# [PROBLEM TO SOLVE]
Character for character, give back every line below.

# [SUPPLIED INFORMATION]
★ ★ ★ ★ ★ ★ ★

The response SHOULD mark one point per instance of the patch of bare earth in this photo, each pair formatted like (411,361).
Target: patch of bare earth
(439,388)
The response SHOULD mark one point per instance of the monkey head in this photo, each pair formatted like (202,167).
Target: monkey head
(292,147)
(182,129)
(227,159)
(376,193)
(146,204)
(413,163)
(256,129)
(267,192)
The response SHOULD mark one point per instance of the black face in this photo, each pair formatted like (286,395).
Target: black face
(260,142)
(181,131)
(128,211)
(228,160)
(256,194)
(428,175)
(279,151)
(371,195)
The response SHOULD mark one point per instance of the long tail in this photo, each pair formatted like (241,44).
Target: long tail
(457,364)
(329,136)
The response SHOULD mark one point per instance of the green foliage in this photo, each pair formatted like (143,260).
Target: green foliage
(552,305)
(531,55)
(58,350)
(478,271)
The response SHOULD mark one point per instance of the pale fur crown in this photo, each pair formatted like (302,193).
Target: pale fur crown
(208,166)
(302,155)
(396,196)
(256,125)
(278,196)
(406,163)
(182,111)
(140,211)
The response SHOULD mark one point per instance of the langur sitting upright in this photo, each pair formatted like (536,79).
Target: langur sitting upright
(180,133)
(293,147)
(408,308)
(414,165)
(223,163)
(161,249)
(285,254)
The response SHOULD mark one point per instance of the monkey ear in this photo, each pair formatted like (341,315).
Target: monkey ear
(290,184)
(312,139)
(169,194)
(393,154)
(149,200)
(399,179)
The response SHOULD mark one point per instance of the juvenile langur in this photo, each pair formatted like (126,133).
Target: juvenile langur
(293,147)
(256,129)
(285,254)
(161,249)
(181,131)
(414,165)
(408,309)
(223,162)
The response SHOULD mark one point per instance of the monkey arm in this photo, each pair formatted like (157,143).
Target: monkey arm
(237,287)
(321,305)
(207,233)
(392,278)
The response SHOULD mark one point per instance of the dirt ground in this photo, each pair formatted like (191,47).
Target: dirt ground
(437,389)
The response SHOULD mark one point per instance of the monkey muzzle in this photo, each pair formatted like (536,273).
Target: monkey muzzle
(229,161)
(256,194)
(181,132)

★ ★ ★ ★ ★ ★ ★

# [OUTPUT BELOW]
The response SHOULD mark one point per instance of the patch of bare earth in this photo, each pair formatted like (411,361).
Target: patch of bare earth
(439,388)
The response SHOULD mark one point per instance of the monkey head in this photo, each pair formatted like (202,167).
Target: monkey head
(292,147)
(182,129)
(227,159)
(376,193)
(146,204)
(413,163)
(256,129)
(267,192)
The response SHOULD mark one point per instance of the black face in this photo, each pair formatted like (286,395).
Target: black face
(260,142)
(181,131)
(128,211)
(228,160)
(256,194)
(428,175)
(279,151)
(371,195)
The response SHOULD mark one point per instance of the long tail in this photo, each pair formatted like (241,44).
Target: long tail
(457,364)
(329,136)
The response SHOULD mark one point per instance of the green foliage in this photo, each pair formatted like (143,260).
Target: green foliage
(552,305)
(531,55)
(58,350)
(478,271)
The response SHOULD mark one point per instance of the pale fur crown in this photo, each pair formatted like (302,193).
Target: pale fur crown
(208,166)
(302,155)
(396,196)
(256,125)
(278,196)
(406,163)
(182,111)
(140,211)
The response SHOULD mark one point per instance of the langur sitting upright in this photo, each pair formatted like (536,79).
Target: langur sitting upright
(180,133)
(293,147)
(408,308)
(414,165)
(223,163)
(161,249)
(285,254)
The response SHOULD mark one point per instance of the monkey ear in this photo, each pair formatted like (341,315).
Target: monkey ear
(290,184)
(312,139)
(169,194)
(393,154)
(149,200)
(399,179)
The response SHOULD mark one point per instance of the juvenile langur in this photo, each pair formatted like (126,133).
Target: juvenile langur
(293,147)
(256,129)
(285,254)
(161,249)
(181,131)
(414,165)
(408,309)
(223,162)
The response SHOULD mark one point per instance of the monkey arm in this photo, each pair formatted like (157,143).
Target: monkey arm
(237,287)
(321,305)
(207,233)
(392,278)
The response SHOULD mark one point per instance of the dirt ground in this photo, each pair formatted like (191,47).
Target: dirt ground
(437,389)
The response SHOULD mark one point per instance of the monkey muzzle in this photo, each pair formatted like (536,273).
Target: monkey muzzle
(229,161)
(256,194)
(181,132)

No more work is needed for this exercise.